Extract to read:
————————
The discipline, of course, is to stick to the plan, not
be distracted, but it is an awful temptation.
My own story takes the simple tale of how two men John Slack
and Philip Arnold, found the first diamonds in the USA and
parleyed it into a fortune. Ralston, Chief Cashier at the
Bank of California is the linchpin of that story. In 1872
by George Lymans account, and records of the Bank
of California, Ralston is San Francisco. Nothing happens
unless he says so. He controlled the flow of gold and silver
from Comstock via his ring and pretty much strangled
all other attempts of enterprises that he did not invest
in. You could imagine him as ruthless, but no account I
found painted him anything other than a good guy, caring,
aiming to boost California at every opportunity. He didnt
cheat on his wife, or beat her, and was easily the most
respected man (and hated by those whom he didnt support)
in the city. Even his former business partner Asbury Harpending
in his autobiography (James H Barry Press 1913) who was
eventually ruined by him did not have a bad word to say.
But even so, he could not be the focus of the book. Yet
the more one looked, the more remarkable he seemed. Born
in Plymouth, Ohio to a rich ferry owner, at a time when
the Ohio River was the only road north and south. However
the ferry sank and the family fortune with it. Young William
Ralston became a clerk on the Mississippi floating palace
The Constitution (The Palaces were like Las Vegas Casinos
today but steam powered ferries).
Each day Ralston mixed with gamblers, pretty girls, bounders
and pirates. The New Orleans of the 1840s was pretty
exciting and it is assumed that Ralston got a good training
in all aspects of finance and vice. He certainly liked the
good life.
When the gold rush news reached them in 1849 Ralston wanted
to go, but didnt have the ready cash. In George Lymans
book he quotes Ralston saying I want to go like
a white man, he declared, And I think it will
take about $300. He was 23, bronzed, brave, smiling,
courteous, eager eyed, ready to put into practice what the
river had taught him.
Yet he did not reach the gold fields in the rush. At Panama
he ran into old ferryboat friends Garrison and Feltz. They
realised that there was money to be made ferrying men and
their goods across the Isthmus (Between Panama and the Pacific)
and it was here, back in the ferry business that Ralston
made his first fortune as a ferry captain.
By the time my heroes met him in San Francisco in 1872 the
former clerk from Ohio was the Donald Trump of his day and
not only ran the Bank of California and owned the largest
hotel in town and building another, still larger, he also
lived like Napoleon in a 180 bedroom mansion, the only one
lit by gas in the USA. In the 18th Century and earlier,
naked ambition, greed, and life itself just had to be lived
to the full, hang the consequences. Young men talked of
adventure, making fortunes, or dying grandly to impress
the ladies. At least thats what Bernard Cornwells
Sharpe would understand. A soldier on the make in a time
of endless opportunities. Cornwells popularity is
a combination of good writing, amusing stories, an indelible
character who takes great risks and possesses ruthless charm,
all set against a background of meticulous historical research.
A man who did not grasp opportunity was a plain fool. Risks
were taken daily and generally it was assumed another opportunity
would come tomorrow.
Ralston, in my book, is an older version of himself. The
man made good, the gambler suppressed but not entirely.
Attracted to each and every scheme that comes along with
the instincts of a gambler, striving to stay on top of the
heap as new challengers emerge.
————————
Carry on the passage about banker William Ralston from its final sentence, writing in the same first-person voice.
————————
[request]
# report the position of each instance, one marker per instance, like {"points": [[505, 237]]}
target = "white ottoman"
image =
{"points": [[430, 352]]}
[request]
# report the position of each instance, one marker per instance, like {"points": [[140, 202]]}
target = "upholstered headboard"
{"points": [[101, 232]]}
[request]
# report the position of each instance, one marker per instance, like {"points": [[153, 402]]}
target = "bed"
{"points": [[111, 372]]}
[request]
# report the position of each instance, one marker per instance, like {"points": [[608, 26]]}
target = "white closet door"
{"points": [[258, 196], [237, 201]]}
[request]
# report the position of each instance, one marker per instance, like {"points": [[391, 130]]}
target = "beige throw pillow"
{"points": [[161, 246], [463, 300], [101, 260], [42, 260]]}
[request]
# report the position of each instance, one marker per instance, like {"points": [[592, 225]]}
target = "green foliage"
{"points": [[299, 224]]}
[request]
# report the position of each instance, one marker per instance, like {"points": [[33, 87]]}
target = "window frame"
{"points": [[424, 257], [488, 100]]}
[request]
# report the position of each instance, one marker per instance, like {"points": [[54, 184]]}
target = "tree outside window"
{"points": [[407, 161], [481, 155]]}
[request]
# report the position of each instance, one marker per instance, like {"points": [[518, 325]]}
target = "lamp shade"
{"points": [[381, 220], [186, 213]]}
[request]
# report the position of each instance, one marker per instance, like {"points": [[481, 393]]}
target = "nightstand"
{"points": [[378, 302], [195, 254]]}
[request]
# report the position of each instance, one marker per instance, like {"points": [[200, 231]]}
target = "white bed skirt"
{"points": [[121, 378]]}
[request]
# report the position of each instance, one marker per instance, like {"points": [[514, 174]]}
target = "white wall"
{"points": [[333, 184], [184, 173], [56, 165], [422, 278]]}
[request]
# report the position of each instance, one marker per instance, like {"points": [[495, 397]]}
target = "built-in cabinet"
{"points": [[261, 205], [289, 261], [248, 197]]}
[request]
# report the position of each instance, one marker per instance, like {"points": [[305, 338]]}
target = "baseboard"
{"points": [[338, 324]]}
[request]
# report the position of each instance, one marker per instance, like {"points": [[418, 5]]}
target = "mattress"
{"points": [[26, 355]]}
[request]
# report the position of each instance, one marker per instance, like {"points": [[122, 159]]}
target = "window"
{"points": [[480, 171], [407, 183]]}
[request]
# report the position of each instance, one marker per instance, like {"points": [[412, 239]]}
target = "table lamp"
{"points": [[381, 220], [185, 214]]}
————————
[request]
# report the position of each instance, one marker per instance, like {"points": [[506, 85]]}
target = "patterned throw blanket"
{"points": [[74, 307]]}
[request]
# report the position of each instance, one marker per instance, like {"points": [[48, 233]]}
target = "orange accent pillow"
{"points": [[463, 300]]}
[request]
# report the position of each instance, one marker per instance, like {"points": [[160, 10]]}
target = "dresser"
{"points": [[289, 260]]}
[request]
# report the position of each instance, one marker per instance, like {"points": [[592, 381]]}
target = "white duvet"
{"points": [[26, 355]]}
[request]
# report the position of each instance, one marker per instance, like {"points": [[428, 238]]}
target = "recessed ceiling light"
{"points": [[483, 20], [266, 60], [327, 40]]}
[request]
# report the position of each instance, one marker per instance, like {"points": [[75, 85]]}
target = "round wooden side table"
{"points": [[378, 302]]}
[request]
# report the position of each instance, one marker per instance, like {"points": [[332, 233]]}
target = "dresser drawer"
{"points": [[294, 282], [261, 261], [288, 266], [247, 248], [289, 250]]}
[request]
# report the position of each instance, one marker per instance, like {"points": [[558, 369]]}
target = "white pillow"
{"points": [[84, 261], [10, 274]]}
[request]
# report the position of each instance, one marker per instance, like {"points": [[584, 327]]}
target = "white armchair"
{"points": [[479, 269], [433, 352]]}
————————
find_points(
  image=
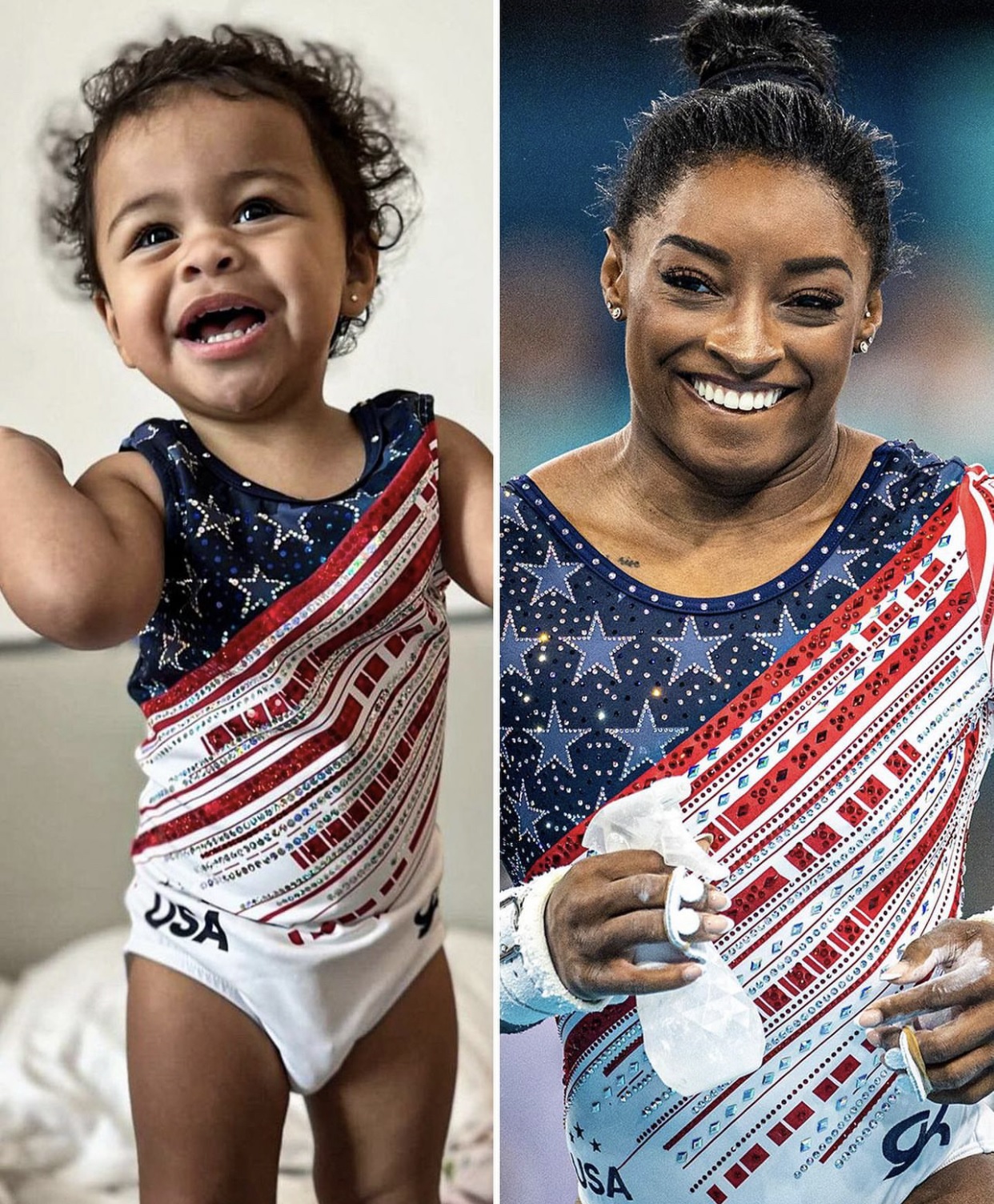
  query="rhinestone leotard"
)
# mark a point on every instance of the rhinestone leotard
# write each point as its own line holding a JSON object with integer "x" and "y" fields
————————
Task result:
When history recalls him however, if at all, they remember
only that after a run on the bank he drowned himself in
the bay. History belongs to the victors it is often said,
but the historical novel belongs to the revisionists. The
dead cannot sue for libel or seek redress but the writer
has a duty to represent them truthfully , as the facts present
themselves. The ethics of setting real characters in impossible
situations with incredible characters is perhaps another
debate, but the critical and popular success of Susanne
Clarkes novel would indicate that combining the real
with fantasy will work, as long as the backdrop feel authentic.
Jan Morris writes in Heavens Command An
Imperial Progress on the rise and fall of the Victorian
Empire. Though not writing historical fiction, her research,
as others who help us decode the past, can form basic tools
for authenticity. Letters reveal so much about the times
people lived in. (How delightfully convenient they have
found 1000 letters written by Lord Nelson in his bicentennial
year). Writing the past as fiction means that one has to
understand how they think and talk. Morriss work on
the Victorian Age enables understanding.
Morris quotes Ruskin: If we can get men, for little pay,
to cast themselves against cannon mouths for the life of
England, we may find men who will plough and sow for her
who will bring up their children to love her.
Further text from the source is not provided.